[Entri dari sebuah dataset penunjukan]
↓↓↓

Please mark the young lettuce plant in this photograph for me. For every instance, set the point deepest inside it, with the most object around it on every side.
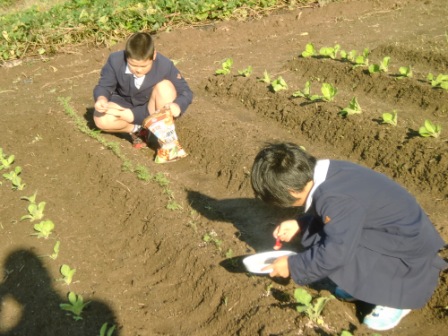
(67, 274)
(55, 253)
(440, 81)
(390, 118)
(279, 84)
(226, 67)
(44, 229)
(306, 305)
(382, 67)
(430, 130)
(35, 211)
(15, 179)
(352, 108)
(245, 72)
(5, 161)
(309, 51)
(362, 60)
(75, 306)
(331, 52)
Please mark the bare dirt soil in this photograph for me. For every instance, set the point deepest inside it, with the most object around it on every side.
(150, 270)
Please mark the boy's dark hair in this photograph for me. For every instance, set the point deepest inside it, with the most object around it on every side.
(280, 168)
(140, 46)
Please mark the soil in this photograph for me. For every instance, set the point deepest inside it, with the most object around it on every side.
(150, 270)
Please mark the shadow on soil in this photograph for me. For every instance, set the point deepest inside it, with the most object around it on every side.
(26, 295)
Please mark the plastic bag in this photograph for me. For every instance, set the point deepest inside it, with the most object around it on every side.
(161, 124)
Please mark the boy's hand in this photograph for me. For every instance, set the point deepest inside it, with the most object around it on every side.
(102, 105)
(286, 230)
(279, 267)
(174, 108)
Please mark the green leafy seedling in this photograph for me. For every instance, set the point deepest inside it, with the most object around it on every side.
(328, 91)
(440, 81)
(106, 331)
(306, 305)
(352, 108)
(309, 51)
(44, 229)
(390, 118)
(405, 72)
(35, 211)
(226, 67)
(15, 179)
(331, 52)
(362, 60)
(245, 72)
(382, 67)
(67, 274)
(5, 161)
(55, 253)
(430, 130)
(266, 77)
(279, 84)
(75, 306)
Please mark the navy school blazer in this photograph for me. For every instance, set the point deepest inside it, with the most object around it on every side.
(369, 236)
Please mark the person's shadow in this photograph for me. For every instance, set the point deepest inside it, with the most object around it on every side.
(30, 306)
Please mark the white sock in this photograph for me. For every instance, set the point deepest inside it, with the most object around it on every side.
(136, 128)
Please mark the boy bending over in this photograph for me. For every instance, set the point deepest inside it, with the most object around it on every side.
(361, 230)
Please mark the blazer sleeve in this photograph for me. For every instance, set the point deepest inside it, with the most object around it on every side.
(343, 219)
(184, 93)
(108, 79)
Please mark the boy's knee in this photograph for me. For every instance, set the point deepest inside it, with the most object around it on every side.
(164, 87)
(98, 119)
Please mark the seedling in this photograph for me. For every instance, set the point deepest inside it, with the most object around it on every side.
(362, 60)
(309, 51)
(352, 108)
(67, 273)
(55, 253)
(266, 77)
(44, 229)
(245, 72)
(440, 81)
(328, 92)
(305, 304)
(75, 306)
(382, 67)
(105, 331)
(35, 211)
(15, 179)
(430, 130)
(226, 66)
(331, 52)
(390, 118)
(279, 84)
(405, 72)
(5, 161)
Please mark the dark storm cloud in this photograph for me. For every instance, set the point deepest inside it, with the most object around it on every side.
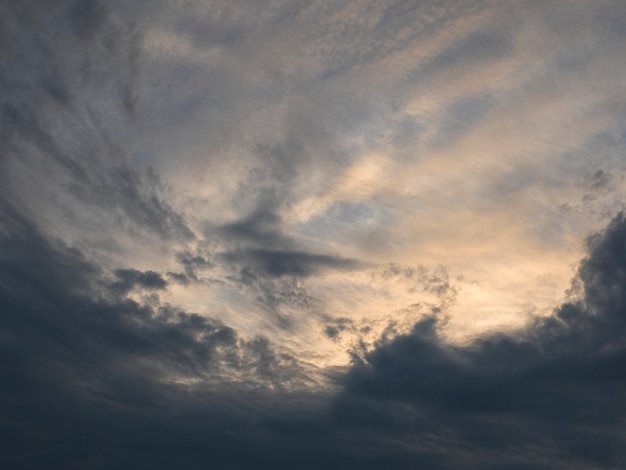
(65, 102)
(557, 386)
(293, 263)
(84, 367)
(128, 279)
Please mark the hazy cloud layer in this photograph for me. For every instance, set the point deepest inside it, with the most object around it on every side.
(341, 234)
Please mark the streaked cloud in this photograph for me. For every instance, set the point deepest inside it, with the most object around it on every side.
(340, 234)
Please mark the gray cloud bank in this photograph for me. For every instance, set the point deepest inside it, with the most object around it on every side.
(98, 372)
(93, 379)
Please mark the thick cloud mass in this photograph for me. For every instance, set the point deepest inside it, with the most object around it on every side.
(312, 234)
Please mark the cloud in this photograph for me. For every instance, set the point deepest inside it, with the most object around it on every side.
(330, 234)
(552, 386)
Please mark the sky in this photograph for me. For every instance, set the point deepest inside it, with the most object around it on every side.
(312, 234)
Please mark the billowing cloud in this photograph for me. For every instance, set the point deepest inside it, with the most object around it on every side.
(331, 234)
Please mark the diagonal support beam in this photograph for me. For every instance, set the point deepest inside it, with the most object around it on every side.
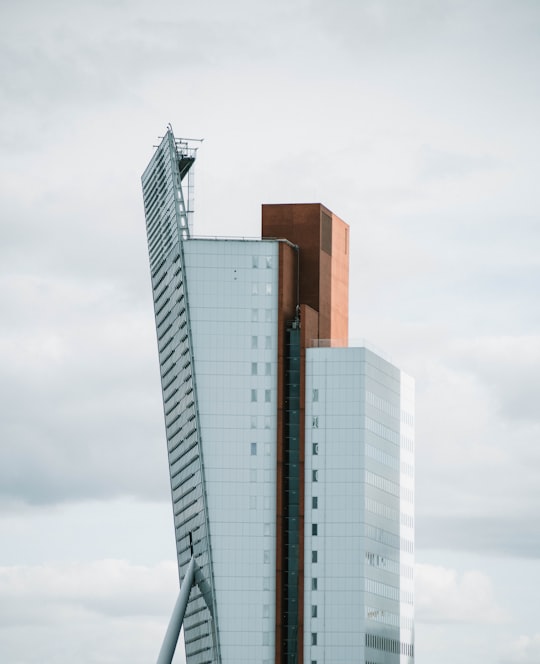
(177, 618)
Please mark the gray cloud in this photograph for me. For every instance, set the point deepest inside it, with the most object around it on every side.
(509, 536)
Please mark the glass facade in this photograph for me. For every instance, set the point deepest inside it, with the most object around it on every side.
(291, 468)
(359, 531)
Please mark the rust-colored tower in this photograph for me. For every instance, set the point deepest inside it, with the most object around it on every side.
(313, 309)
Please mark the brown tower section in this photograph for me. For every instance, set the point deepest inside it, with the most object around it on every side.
(323, 241)
(313, 285)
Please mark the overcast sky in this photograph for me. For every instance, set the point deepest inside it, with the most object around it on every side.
(417, 123)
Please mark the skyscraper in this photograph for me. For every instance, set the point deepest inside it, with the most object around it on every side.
(290, 450)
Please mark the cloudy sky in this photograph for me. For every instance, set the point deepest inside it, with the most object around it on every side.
(417, 123)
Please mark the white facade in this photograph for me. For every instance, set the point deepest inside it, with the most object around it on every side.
(232, 292)
(216, 310)
(359, 506)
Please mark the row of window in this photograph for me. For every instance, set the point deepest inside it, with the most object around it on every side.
(388, 408)
(261, 262)
(267, 342)
(389, 645)
(267, 318)
(255, 396)
(257, 289)
(255, 368)
(389, 592)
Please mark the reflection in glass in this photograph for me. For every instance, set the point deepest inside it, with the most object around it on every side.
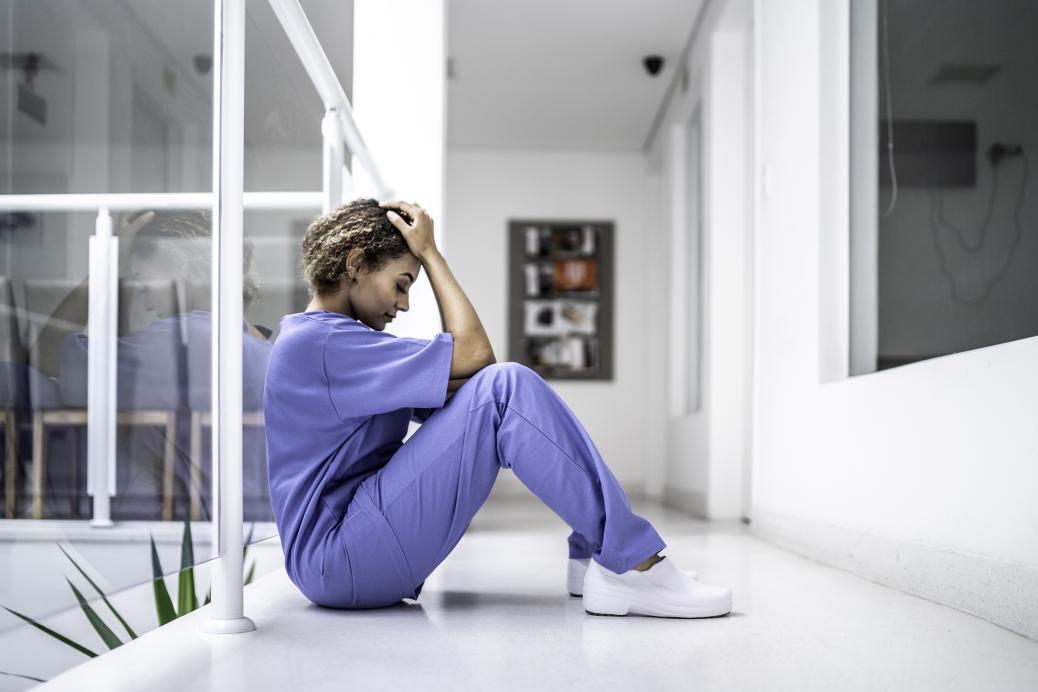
(955, 221)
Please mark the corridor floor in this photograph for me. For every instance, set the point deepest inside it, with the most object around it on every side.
(495, 616)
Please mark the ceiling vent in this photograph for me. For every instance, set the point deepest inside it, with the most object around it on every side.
(975, 74)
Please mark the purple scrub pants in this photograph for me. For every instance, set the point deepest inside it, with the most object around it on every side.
(407, 518)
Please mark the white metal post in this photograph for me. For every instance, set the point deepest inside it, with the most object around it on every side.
(333, 160)
(101, 368)
(228, 157)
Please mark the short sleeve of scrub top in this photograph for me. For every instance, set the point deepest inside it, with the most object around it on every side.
(372, 372)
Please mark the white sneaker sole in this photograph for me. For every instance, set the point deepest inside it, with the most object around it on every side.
(608, 597)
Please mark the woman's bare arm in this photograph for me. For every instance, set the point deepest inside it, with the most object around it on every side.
(70, 317)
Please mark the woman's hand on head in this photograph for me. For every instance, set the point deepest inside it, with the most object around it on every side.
(418, 234)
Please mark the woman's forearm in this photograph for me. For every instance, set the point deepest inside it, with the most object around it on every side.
(472, 350)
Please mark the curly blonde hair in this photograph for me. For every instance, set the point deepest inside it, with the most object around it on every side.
(359, 224)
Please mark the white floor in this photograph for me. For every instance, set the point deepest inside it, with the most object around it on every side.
(496, 615)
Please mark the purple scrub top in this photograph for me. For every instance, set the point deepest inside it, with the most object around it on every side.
(337, 399)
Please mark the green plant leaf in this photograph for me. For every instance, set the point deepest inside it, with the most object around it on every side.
(250, 573)
(133, 635)
(18, 674)
(63, 639)
(186, 599)
(163, 604)
(103, 630)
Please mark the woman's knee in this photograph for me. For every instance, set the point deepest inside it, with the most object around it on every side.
(507, 369)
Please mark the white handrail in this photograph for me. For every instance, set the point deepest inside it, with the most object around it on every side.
(156, 200)
(298, 28)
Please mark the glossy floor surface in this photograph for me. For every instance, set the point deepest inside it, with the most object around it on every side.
(496, 615)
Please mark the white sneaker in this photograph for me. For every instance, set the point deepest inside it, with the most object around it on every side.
(576, 569)
(662, 590)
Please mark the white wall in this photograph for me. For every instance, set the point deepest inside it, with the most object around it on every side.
(708, 449)
(931, 465)
(487, 188)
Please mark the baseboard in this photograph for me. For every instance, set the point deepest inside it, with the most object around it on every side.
(999, 591)
(689, 501)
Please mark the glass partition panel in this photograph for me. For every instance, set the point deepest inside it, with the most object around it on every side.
(100, 97)
(945, 221)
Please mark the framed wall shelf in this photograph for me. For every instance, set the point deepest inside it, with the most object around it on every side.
(561, 298)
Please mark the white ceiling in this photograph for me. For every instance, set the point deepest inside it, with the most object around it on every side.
(561, 74)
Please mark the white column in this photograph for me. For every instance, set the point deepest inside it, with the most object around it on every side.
(103, 312)
(400, 105)
(228, 156)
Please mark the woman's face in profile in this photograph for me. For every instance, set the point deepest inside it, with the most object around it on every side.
(377, 297)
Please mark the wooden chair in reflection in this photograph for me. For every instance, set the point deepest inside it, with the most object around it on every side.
(199, 391)
(149, 365)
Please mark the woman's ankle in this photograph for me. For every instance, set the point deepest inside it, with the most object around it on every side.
(642, 566)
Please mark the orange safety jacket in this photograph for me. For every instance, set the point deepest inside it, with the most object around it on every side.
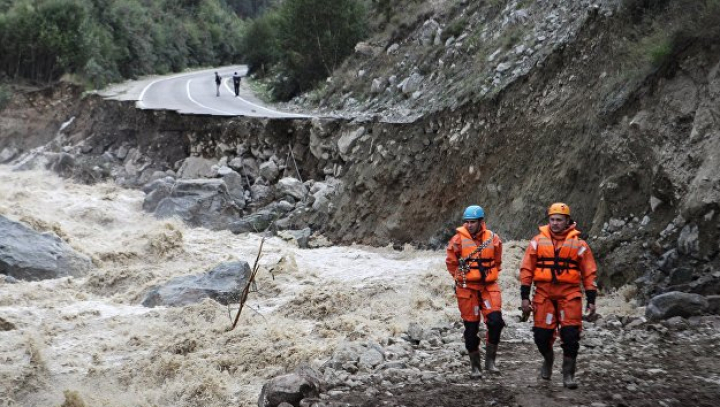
(565, 259)
(482, 265)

↑↑↑

Uraian Singkat: Keluarkan bagian data di atas yang dimulai dengan baris yang memuat "Please mark the white ceiling" dan berlanjut sampai akhir data sebagai daftar JSON berisi string, satu string untuk setiap baris, tanpa baris kosong. Gambar tidak perlu disertakan dalam jawaban.

Jawaban Latihan:
[
  "Please mark the white ceiling in this photograph for me. For every instance, set the point deepest inside it, with the most object around it on every side.",
  "(561, 74)",
  "Please mark the white column in this photograph for me. For every instance, set the point deepest inside it, with the most object around it on every side.",
  "(103, 312)",
  "(400, 105)",
  "(228, 156)",
  "Please mark the woman's face in profile in this photograph for me. For every instance, set the point deepest inside it, with the most object around it on every side.",
  "(377, 297)",
  "Please mark the wooden chair in reflection in this photograph for me. For every instance, set the point deepest inside it, with the most object around it on every side.",
  "(199, 391)",
  "(149, 365)",
  "Please mark the woman's ankle in this photograph for me. For every instance, set the point deepest inside it, with the most object around it on every side.",
  "(642, 566)",
  "Please mark the orange safety jacket in this photograph for me. For every instance, set the point deepest inside it, with the most object around it on every side.",
  "(565, 259)",
  "(482, 265)"
]